* Task requirements: Each line of the listing that includes the string "floodlight" is to be identified and copied.

* Material for this exercise:

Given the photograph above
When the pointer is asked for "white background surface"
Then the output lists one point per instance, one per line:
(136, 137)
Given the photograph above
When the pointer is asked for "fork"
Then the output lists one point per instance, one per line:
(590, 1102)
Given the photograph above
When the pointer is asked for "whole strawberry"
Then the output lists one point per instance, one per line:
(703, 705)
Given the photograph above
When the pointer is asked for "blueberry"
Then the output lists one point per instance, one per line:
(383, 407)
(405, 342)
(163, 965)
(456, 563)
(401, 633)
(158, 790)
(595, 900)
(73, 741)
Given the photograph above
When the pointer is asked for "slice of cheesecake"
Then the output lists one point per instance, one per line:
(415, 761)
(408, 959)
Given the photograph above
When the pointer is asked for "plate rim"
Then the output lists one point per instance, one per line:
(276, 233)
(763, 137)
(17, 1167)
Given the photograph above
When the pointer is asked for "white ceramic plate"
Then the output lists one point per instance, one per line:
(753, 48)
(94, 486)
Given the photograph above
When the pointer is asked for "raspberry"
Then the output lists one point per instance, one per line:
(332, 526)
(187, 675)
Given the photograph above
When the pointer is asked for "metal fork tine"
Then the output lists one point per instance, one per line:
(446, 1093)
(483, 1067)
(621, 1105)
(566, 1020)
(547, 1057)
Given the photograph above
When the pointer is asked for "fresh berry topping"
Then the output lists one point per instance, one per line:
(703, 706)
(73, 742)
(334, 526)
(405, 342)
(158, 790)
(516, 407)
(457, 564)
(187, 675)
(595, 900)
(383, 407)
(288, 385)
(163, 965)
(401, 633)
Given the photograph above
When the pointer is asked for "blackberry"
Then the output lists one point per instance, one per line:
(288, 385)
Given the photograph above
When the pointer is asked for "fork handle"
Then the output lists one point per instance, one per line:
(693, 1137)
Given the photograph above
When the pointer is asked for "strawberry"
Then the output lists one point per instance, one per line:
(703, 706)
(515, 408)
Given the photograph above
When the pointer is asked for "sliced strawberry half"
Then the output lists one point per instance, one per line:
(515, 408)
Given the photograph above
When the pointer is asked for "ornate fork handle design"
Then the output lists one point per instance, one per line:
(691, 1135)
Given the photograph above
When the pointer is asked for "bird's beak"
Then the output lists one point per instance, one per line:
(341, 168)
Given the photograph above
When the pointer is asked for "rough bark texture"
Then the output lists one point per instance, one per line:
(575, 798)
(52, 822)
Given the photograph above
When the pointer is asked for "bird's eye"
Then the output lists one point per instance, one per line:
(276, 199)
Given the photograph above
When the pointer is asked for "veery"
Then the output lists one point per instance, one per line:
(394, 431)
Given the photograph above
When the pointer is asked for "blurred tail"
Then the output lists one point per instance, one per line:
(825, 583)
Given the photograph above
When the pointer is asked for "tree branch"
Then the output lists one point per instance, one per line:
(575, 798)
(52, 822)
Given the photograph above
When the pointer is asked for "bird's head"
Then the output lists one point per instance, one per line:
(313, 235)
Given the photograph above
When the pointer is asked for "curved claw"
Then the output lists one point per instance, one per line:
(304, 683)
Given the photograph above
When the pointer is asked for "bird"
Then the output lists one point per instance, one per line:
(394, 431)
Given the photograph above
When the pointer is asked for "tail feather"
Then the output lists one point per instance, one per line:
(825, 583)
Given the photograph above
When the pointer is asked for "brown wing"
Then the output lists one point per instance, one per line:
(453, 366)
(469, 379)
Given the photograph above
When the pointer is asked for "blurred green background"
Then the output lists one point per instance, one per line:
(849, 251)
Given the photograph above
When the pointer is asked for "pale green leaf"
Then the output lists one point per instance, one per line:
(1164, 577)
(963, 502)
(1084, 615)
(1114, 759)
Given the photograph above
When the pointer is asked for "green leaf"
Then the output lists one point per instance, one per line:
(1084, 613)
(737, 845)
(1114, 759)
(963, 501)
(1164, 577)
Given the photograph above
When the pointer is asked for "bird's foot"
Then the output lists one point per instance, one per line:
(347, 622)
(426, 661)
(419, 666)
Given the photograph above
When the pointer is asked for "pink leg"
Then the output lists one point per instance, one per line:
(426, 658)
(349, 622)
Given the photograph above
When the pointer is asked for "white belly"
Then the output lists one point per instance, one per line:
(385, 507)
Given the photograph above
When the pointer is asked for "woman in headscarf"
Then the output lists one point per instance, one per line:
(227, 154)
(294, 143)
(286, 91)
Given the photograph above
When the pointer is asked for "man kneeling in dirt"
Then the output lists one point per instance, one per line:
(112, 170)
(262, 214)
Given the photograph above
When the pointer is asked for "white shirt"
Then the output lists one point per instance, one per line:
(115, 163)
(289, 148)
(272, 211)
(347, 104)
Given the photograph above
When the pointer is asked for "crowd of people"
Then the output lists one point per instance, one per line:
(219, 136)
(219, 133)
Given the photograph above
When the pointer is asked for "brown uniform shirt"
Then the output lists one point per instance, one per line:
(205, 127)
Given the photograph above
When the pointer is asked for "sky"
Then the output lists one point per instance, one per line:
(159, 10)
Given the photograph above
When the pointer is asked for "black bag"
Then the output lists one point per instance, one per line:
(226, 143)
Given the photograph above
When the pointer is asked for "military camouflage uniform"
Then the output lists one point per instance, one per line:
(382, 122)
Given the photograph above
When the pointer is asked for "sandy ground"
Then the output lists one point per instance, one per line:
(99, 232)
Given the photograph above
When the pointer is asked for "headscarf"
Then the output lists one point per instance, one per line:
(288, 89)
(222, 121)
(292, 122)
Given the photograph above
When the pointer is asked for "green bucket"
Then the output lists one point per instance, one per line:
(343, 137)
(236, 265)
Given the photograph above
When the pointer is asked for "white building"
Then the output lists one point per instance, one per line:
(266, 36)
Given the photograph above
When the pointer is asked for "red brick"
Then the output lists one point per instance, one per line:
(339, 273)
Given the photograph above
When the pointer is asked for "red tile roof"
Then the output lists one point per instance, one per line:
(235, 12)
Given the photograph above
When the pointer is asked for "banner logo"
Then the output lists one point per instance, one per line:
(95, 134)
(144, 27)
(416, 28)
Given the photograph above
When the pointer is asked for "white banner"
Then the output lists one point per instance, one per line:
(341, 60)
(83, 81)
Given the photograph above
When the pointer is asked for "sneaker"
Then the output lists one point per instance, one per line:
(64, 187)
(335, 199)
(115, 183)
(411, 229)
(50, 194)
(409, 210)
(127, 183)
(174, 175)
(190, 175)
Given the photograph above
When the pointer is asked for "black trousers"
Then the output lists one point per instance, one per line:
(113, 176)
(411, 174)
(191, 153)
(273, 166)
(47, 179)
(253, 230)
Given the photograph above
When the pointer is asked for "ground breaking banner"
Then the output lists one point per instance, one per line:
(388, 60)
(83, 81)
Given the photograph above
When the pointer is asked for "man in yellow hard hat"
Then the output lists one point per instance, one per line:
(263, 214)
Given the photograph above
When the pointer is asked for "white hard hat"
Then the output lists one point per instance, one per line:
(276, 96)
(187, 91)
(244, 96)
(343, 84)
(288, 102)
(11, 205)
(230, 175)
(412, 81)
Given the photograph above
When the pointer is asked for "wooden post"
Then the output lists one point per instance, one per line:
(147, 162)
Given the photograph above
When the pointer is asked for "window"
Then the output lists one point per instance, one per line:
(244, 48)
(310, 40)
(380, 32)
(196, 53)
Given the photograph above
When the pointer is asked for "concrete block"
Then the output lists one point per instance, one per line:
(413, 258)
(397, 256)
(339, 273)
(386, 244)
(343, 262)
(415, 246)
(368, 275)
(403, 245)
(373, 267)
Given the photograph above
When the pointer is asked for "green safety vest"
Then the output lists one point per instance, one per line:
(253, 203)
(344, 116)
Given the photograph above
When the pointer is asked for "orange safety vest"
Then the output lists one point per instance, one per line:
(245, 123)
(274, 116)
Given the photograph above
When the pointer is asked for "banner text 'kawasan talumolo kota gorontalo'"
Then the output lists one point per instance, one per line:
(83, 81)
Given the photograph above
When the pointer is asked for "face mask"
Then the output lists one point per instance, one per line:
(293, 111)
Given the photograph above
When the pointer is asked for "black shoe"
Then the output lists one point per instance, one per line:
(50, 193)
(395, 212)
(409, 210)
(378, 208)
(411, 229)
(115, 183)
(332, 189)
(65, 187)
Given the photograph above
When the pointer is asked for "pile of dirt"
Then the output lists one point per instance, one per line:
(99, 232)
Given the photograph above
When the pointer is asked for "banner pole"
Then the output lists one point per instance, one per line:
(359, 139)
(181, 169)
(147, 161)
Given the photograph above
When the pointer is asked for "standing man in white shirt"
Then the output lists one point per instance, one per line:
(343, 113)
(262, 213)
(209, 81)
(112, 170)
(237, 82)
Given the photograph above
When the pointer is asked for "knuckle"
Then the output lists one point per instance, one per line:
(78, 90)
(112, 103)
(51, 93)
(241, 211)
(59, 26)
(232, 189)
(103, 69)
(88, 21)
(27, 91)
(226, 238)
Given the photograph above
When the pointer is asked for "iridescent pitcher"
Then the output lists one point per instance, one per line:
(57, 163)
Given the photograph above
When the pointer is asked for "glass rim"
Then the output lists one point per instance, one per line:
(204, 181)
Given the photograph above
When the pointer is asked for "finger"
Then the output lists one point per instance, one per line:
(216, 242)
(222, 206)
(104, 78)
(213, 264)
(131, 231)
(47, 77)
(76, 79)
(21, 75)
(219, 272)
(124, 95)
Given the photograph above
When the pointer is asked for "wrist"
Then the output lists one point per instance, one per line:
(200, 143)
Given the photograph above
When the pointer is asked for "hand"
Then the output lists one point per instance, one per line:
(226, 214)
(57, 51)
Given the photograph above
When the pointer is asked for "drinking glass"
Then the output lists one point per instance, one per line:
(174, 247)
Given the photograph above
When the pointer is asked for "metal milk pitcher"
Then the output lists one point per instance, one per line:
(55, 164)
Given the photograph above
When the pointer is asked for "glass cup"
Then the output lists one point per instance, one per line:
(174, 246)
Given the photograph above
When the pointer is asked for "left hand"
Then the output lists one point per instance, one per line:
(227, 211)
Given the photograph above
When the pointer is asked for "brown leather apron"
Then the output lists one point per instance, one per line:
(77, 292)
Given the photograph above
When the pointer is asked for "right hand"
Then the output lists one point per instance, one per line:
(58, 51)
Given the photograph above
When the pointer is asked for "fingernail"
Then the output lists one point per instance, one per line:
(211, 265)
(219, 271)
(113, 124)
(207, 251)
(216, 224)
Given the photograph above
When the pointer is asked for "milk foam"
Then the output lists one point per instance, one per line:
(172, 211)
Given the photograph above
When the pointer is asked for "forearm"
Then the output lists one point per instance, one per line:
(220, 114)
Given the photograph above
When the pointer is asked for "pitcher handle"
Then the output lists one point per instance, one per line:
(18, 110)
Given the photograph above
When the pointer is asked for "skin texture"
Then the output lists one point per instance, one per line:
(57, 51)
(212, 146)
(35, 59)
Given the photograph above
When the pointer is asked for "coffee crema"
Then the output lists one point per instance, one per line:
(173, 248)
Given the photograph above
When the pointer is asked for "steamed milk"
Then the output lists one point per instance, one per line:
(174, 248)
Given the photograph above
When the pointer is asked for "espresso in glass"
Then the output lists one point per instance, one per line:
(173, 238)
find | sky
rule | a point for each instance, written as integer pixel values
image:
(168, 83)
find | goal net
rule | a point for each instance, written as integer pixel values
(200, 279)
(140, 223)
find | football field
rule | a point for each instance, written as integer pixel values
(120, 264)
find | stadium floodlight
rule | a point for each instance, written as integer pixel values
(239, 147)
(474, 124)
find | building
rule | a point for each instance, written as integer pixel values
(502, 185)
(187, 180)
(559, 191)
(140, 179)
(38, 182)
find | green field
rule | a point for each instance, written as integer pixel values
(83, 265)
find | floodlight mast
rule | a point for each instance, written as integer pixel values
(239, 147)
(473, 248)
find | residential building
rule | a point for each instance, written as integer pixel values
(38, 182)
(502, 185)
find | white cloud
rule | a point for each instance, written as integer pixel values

* Solution to the exercise:
find | stadium floodlight
find | floodlight mast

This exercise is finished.